Excerpted records:
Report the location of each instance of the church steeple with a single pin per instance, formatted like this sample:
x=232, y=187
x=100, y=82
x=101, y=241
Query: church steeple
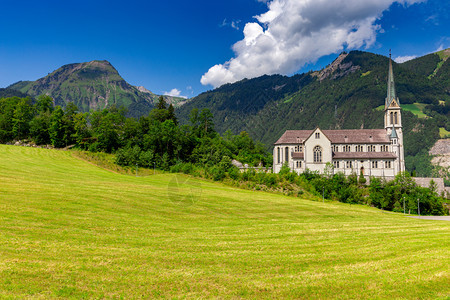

Problem details: The required output is each line above restated verbatim, with all images omitted.

Response below:
Report the location of each instance of the church steeple with a single pin per instance, formatted like this sample:
x=232, y=187
x=100, y=82
x=101, y=241
Query: church steeple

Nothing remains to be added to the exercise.